Copy exactly the lines of the material below, starting with the first and including the line that holds "# target: young woman".

====

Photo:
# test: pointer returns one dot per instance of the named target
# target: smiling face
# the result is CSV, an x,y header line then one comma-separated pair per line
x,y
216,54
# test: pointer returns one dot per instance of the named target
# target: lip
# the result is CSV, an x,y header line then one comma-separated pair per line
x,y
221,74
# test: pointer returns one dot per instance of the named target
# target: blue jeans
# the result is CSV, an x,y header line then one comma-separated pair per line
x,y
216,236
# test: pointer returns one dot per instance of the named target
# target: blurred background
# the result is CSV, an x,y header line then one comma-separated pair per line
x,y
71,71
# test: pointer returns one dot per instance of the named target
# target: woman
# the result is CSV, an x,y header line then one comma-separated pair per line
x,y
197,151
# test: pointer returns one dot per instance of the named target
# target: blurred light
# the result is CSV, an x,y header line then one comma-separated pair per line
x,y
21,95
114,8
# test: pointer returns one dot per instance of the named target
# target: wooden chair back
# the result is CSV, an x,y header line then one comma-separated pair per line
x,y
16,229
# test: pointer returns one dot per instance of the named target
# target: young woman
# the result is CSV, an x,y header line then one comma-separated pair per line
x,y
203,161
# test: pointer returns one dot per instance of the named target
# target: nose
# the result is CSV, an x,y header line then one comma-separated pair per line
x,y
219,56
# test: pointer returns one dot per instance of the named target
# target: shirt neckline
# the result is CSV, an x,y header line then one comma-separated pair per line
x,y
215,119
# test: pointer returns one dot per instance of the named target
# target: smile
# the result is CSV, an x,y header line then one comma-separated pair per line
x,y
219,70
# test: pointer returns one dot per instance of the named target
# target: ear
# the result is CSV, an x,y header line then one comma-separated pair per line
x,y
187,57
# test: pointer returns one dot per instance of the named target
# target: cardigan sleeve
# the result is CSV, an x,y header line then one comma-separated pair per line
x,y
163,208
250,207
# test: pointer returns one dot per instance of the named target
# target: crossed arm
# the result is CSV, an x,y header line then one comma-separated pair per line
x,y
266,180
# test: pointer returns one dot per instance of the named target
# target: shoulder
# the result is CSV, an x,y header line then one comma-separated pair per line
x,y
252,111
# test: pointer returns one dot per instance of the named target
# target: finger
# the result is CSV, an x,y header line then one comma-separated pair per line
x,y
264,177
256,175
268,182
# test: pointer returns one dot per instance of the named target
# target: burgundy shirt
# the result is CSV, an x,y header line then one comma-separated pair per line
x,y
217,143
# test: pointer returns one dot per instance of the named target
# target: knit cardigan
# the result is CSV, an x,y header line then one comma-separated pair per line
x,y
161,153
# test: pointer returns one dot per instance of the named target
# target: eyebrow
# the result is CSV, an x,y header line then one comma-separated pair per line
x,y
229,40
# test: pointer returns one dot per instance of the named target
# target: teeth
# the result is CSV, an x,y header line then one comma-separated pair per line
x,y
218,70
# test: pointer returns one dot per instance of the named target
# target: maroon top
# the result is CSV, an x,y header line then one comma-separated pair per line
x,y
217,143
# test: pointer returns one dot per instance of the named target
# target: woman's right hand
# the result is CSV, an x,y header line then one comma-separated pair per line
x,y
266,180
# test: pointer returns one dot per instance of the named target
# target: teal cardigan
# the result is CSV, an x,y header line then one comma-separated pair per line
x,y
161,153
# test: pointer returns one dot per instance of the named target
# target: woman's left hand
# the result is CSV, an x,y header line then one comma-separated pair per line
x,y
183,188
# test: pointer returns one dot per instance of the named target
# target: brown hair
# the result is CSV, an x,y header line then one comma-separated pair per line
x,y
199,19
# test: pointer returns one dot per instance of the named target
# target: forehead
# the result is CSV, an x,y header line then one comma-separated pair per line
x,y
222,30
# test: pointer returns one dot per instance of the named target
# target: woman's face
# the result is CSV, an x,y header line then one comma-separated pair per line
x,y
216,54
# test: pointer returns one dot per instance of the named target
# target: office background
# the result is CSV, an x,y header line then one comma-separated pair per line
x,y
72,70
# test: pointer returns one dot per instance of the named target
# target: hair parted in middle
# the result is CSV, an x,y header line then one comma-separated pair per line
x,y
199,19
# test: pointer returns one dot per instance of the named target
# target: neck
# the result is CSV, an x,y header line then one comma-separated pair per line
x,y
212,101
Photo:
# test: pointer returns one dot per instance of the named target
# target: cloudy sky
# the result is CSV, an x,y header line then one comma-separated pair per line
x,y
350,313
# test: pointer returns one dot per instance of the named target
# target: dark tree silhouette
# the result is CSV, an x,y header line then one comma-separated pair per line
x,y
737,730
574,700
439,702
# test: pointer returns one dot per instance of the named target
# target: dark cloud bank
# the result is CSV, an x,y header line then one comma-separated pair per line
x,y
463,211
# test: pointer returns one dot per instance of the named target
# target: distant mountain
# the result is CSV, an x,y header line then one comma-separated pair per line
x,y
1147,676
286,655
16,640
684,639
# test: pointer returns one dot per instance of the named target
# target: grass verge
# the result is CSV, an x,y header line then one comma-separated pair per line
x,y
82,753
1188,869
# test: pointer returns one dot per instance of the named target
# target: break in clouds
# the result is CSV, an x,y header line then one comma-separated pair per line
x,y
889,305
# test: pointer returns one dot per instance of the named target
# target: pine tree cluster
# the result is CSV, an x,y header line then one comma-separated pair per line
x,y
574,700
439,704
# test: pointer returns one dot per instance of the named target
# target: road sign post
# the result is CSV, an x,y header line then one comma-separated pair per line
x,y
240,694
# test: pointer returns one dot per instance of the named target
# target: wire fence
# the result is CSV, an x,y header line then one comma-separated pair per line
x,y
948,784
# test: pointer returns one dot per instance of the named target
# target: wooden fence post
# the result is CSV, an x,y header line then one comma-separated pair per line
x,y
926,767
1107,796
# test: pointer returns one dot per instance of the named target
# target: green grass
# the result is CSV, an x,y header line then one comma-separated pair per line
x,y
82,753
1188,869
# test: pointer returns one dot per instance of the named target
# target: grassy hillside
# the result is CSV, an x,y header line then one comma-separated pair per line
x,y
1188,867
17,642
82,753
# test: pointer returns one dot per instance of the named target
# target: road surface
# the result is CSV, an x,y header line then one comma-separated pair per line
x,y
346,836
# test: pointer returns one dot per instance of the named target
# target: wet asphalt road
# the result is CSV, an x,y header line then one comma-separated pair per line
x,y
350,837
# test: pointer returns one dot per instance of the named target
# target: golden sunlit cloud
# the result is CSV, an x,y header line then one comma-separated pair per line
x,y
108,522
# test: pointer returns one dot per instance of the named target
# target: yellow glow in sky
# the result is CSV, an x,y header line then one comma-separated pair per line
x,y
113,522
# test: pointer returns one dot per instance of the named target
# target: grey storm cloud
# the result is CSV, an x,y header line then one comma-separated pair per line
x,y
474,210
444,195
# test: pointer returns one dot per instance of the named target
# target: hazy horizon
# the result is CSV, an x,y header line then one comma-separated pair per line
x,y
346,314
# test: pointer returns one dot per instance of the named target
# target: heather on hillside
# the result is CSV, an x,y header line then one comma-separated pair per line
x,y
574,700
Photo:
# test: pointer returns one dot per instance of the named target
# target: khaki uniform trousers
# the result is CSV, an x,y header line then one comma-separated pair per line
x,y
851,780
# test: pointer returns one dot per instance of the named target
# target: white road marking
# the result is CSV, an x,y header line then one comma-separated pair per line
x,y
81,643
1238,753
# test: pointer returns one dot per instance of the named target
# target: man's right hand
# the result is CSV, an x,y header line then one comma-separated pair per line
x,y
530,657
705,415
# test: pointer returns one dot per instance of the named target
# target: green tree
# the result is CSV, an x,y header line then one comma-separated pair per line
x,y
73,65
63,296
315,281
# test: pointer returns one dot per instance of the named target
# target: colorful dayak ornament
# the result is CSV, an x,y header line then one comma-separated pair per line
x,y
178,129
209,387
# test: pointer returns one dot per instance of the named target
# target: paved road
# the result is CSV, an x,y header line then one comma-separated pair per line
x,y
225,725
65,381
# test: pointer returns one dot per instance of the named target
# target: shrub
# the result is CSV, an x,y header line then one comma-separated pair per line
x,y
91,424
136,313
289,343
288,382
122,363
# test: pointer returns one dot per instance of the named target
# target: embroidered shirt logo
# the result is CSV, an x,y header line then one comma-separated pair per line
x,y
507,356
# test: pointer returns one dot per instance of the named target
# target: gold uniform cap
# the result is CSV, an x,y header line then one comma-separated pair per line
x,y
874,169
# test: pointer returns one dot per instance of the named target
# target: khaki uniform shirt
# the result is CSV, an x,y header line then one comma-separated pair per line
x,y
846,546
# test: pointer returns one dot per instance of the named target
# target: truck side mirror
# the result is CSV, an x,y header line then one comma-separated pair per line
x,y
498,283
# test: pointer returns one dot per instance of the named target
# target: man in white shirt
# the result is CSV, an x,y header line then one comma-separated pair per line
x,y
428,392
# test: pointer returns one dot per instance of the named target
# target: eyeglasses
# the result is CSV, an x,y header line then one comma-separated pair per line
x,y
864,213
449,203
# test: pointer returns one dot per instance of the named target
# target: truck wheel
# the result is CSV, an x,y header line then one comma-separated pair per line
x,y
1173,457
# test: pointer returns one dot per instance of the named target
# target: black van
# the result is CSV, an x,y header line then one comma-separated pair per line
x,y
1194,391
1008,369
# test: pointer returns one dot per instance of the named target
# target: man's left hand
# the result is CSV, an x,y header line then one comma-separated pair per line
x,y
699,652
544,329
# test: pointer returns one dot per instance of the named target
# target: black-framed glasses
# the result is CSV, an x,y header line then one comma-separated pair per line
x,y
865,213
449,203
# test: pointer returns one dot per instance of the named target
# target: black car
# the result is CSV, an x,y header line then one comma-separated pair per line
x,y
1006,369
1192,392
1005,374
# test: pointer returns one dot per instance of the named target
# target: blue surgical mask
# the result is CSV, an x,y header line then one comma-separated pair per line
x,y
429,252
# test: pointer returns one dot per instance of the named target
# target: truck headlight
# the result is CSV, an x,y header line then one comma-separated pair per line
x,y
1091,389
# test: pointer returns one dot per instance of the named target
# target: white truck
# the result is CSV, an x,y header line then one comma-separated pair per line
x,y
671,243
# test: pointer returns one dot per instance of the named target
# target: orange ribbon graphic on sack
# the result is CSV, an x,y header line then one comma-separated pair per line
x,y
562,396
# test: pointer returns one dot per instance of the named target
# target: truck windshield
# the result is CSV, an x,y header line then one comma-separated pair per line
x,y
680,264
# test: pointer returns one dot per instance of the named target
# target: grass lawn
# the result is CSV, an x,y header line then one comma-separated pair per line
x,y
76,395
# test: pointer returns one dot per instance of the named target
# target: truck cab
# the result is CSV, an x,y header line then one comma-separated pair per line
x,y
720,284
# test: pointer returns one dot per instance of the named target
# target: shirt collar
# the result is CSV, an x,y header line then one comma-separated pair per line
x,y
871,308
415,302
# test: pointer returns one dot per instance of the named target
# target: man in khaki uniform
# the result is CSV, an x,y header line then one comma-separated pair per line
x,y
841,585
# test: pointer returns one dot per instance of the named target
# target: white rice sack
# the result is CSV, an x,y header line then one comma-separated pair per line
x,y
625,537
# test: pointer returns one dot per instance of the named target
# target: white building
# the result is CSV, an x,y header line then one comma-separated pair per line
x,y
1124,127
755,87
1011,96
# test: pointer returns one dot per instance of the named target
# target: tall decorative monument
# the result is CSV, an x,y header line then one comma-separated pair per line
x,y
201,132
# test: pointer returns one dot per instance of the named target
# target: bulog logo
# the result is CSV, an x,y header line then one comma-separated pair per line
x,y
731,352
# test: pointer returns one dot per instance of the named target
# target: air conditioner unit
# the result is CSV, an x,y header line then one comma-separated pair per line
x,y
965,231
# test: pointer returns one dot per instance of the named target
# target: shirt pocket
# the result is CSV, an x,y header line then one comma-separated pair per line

====

## Expected answer
Photo:
# test: pointer returns one dot per instance of the named target
# target: smiling face
# the result is CSV, an x,y header line then one comma-separated pair per line
x,y
216,54
# test: pointer returns one dot per instance of the named target
# target: lip
# the result is CSV, an x,y header line then one comma-separated pair per line
x,y
221,74
# test: pointer returns one dot per instance of the named target
# target: blue jeans
# the result is CSV, an x,y header line then one comma-separated pair per line
x,y
216,236
# test: pointer returns one dot per instance of the named target
# target: blurred background
# the result is CSV, an x,y header line then one comma-separated pair per line
x,y
71,71
# test: pointer returns one dot per instance of the named target
# target: woman
# the result is CSV, an x,y header line then one comma-separated pair per line
x,y
197,151
# test: pointer returns one dot per instance of the named target
# target: blurred light
# the result is CSV, an x,y header line then one comma-separated pair per line
x,y
21,95
114,8
# test: pointer returns one dot per instance of the named target
# target: wooden chair back
# the result is CSV, an x,y header line then one comma-separated pair per line
x,y
16,229
# test: pointer returns one dot per instance of the named target
# target: young woman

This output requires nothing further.